- _Teks yang diberikan_:
Sejak lama para pemimpin Islam di negeri ini berusaha menemukan jalan keluar dari persoalan yang membelit sebagian besar umatnya, yaitu kemiskinan dan keterbelakangan. Sesudah lama terkunkung oleh kebijaksanaan diskriminatif penjajah, kemerdekaan memang memberi peluang umat Islam untuk mengembangkan diri. Namun sampai lebih dari enam puluh delapan tahun sesudah proklamasi kemerdekaan, citra tentang kemisknan dan keterbelakangan itu masih juga belum terhapus. Sebagian besar umat Islam Indonesia jauh tertinggal dalam berbagai hal: pendidikan yang rendah, bidang pekerjaan yang secara materil kurang menguntungkan, skor kualitas hidup fisik yang rendah, dan status sosial ekonomi yang juga rendah.
Pada Pemilu pertama tahun 1955, partai-partai politik berlandaskan Islam memperoleh suara yang signifikan, namun tak cukup kuat bersaing dengan  partai nasionalis dan partai komunis (bila digabung). Perolehan suara yang signifikan namun tak cukup kuat bersaing tersebut berlarut hingga Pemilu 2009 yang lalu. Penyebab utamanya adalah bahwa partai-partai berlandaskan Islam tersebut tidak mempunyai figure pemimpin yang bisa menyatukan visi keislaman, sebagaimana yang dimiliki oleh Nelson Mandela dari Afrika Selatan yang bisa menyatukan visi kebangsaan, sekaligus menghapus kesalahan masa lalu (rekonsiliasi murni).
Nahdlatul Ulama yang tadinya di bawah satu payung dengan Masyumi, ternyata hanya karena tak berhasil menggoalkan calon menteri agama yang berasal dari NU, hengkang meninggalkan Masyumi, dan memilih mendirikan partai sendiri. Hal ini berlarut hingga saat ini, apalagi setelah wafatnya  KH Abdurrahman Wahid yang telah membidani lahirnya Partai Kebangkitan Bangsa, semenjak saat itu juga, partai islam sudah tidak mendapat tempat di hati masyarakat indonesia.  Masyarakat Indonesia seakan tidak daapat membedakan antara Partai Politik yang berasaskan Nasionalis dengan partai politik yang berasaskan Islam. Hal ini dikarenakan terjadi dugaan kasus korupsi yang mendera salah satu Partai Politik Islam. Dan hal ini juga bertepatan dengan banyaknya kasus korupsi yang mendera Partai Politik yang berasaskan Nasionalis. Seperti saat ini PKS yang sedang dilanda badai korupsi oleh mantan Presidennya, Lutfi Hasan Iskhaq. Sebenarnya kasus korupsi yang mendera partai politik Islam belum terlalu parah seperti yang dialami oleh partai politik yang berasaskan Nasionalis. Namun hal itu terasa begitu heboh di telinga kita yang diakibatkan Media Massa yang secara bertubi-bertubi memberikan “makanan” itu kepada kita sehingga terasa ter-blow up. Sehingga dengan banyaknya kasus yang mencoreng partai politik Islam membuat sebagian golongan masyarakat bertanya apakah partai politik Islam dapat memberi solusi untuk menyelesaikan masalah di negara ini atau malah menjadi masalah yang menggrogoti negara ini.

- _Kerjakan berikut ini_:
(A) Ulangi bagian teks tentang partai politik Islam, mulai dari "Sejak lama para" sampai dengan "yang juga rendah.".
(B) Teruskan teks tentang partai politik Islam dengan bagian berikutnya, dimulai setelah kalimat terakhirnya.

- _Data_:

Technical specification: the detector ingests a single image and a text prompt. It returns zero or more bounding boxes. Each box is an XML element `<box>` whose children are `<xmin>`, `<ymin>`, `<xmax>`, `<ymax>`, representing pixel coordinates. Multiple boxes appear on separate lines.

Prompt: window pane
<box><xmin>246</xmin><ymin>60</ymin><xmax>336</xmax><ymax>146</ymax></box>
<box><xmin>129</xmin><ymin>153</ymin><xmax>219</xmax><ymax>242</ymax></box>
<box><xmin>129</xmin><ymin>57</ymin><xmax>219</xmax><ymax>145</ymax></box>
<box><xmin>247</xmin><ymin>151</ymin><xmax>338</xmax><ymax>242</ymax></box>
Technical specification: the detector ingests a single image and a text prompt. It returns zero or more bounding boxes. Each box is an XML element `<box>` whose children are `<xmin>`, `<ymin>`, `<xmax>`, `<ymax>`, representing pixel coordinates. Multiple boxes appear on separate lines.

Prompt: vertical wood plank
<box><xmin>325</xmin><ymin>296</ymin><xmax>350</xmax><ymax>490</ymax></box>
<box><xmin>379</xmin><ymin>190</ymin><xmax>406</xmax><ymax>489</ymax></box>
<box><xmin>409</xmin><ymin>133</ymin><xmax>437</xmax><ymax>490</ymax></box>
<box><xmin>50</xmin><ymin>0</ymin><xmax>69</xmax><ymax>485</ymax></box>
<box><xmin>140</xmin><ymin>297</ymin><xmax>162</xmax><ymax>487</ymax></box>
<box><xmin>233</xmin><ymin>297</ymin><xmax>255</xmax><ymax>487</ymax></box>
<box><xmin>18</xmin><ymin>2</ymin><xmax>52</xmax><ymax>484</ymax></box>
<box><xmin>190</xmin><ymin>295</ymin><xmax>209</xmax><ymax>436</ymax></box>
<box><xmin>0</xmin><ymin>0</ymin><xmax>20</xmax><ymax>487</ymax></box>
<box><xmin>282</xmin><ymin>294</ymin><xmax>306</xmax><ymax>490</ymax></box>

- _Jawaban_:
(A)
Sejak lama para pemimpin Islam di negeri ini berusaha menemukan jalan keluar dari persoalan yang membelit sebagian besar umatnya, yaitu kemiskinan dan keterbelakangan. Sesudah lama terkunkung oleh kebijaksanaan diskriminatif penjajah, kemerdekaan memang memberi peluang umat Islam untuk mengembangkan diri. Namun sampai lebih dari enam puluh delapan tahun sesudah proklamasi kemerdekaan, citra tentang kemisknan dan keterbelakangan itu masih juga belum terhapus. Sebagian besar umat Islam Indonesia jauh tertinggal dalam berbagai hal: pendidikan yang rendah, bidang pekerjaan yang secara materil kurang menguntungkan, skor kualitas hidup fisik yang rendah, dan status sosial ekonomi yang juga rendah.

(B)
Turunnya elektabilitas Partai Islam menunjukkan umat Islam di Indonesia sudah semakin cerdas dalam menentukkan pilihannya. Pasalnya, mereka tidak lagi terjebak pada simbol-simbol keagamaan saja dalam menentukan pilihannya. Pengamat Politik dari Universitas Islam Negeri (UIN) Syarif Hidayatullah Jakarta Saleh Partaonan Daulay mengatakan beberapa survei menyatakan partai Islam akan anjlok pada pemilu yang akan datang hal tersebut sah saja. Namun demikian hal yang perlu dicatat, anjloknya partai-partai itu bukan karena anjloknya suara Umat Islam.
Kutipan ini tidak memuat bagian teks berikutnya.